Retro graphics are something I’ve adamantly defended since long before it was cool, and indeed essentially ever since LCD replaced CRT. First, it was "but what we have now is BETTER." Then, it became a matter of a flood of thinly-masked laziness that no one seemed to care about. Later, it became a matter of people having simply forgotten how everything looked. Finally, it became an honest matter of so much time having passed that people legitimately had been born after CRT all but disappeared and legitimately having never seen it at all. You ever feel like you’re slowly drowning in being called various forms of crazy? And then, suddenly, being vindicated? That vindication came to me earliest in the form of RetroTVFX for Unity because someone else GOT it. Then CRT Pixels got an explosion of attention on Twitter (PRO Pixels is a similar account also worth following). Then suddenly CRT sets, or at least the super desirable premium Sony Trinitron sets, became a gamer luxury item. And, like, you ever just feel that moment where you’ve been right all along and while nobody directly acknowledges it, you don’t care and are able to just bask in the warm glow?
So let’s talk about the warm glow of a CRT and why it’s just so blasted hard to reproduce.
What is CRT?
CRT stands for Cathode Ray Tube and the principle isn’t entirely dissimilar from a flourescent light bulb, if the whole point wasn’t necessarily to light the whole thing up as brightly as possible. The name is derived from the fact that the entire thing is an electron gun that uses a magnetic yoke to quickly sweep it in lines across a screen into the waiting phosphors slathered on the viewing end. Color CRT is just that with 3 beams instead of 1 and a mask to keep the individual beams from hitting the wrong colored red, green, and blue phosphors by filtering out their individual angles as needed.

▶ **Entries supplied**:
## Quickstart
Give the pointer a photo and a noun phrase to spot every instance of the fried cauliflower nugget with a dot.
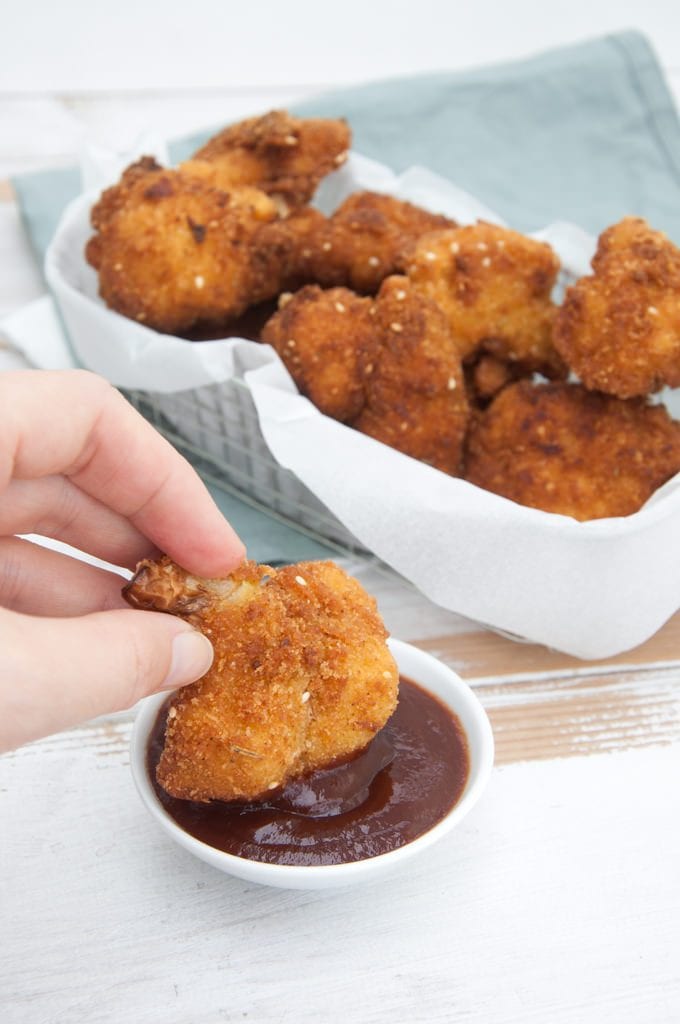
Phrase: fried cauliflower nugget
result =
(302, 676)
(415, 393)
(495, 286)
(326, 339)
(364, 241)
(562, 449)
(173, 252)
(620, 328)
(284, 156)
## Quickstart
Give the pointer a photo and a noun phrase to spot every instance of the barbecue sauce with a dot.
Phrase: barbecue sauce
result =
(401, 784)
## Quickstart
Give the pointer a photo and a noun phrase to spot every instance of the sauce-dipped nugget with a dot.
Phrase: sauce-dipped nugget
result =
(302, 676)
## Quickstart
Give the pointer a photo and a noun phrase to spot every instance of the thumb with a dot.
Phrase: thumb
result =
(58, 672)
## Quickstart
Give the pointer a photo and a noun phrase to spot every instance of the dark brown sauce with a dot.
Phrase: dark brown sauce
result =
(405, 781)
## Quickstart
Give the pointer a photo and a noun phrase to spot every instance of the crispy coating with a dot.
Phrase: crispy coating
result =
(620, 328)
(173, 252)
(487, 375)
(326, 339)
(302, 676)
(495, 286)
(562, 449)
(283, 156)
(364, 241)
(415, 394)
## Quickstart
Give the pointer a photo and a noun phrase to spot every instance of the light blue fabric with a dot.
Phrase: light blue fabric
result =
(587, 133)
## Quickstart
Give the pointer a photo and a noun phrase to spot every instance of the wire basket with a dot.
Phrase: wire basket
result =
(217, 429)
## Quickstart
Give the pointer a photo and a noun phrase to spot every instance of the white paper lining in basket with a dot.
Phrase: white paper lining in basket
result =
(588, 589)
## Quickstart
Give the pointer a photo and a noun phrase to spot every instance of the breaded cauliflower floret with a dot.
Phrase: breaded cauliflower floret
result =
(302, 676)
(173, 251)
(495, 287)
(562, 449)
(619, 329)
(415, 393)
(283, 156)
(326, 339)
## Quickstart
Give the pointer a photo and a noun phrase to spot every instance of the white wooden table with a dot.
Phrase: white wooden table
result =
(558, 899)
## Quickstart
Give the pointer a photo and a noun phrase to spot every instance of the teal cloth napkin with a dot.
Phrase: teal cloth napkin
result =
(586, 133)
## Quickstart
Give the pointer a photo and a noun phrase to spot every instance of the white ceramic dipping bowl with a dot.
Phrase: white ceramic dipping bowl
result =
(414, 664)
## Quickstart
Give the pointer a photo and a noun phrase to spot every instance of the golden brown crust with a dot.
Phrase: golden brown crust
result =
(173, 252)
(620, 328)
(282, 155)
(415, 394)
(326, 339)
(302, 676)
(494, 286)
(364, 241)
(485, 376)
(562, 449)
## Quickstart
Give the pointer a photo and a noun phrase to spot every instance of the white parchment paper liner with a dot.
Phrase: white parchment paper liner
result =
(592, 590)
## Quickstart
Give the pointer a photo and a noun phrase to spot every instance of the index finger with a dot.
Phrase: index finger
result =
(75, 423)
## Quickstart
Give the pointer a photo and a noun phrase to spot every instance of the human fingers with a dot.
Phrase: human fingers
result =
(38, 581)
(73, 422)
(52, 506)
(58, 672)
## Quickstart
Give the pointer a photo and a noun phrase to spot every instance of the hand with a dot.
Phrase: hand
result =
(80, 465)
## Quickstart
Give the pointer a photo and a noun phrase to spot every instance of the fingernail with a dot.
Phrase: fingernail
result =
(192, 656)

▶ **Written instruction A**: In the text on CRT displays, what does the abbreviation CRT stand for?
▶ **Written instruction B**: Show each line of the rows that contains the string "dipping".

▶ **Final answer A**: Cathode Ray Tube

▶ **Final answer B**:
Give the pointer a photo and a noun phrase to spot every instance of the white ceramic dipping bowl with a dot.
Phrase: white ceramic dipping bowl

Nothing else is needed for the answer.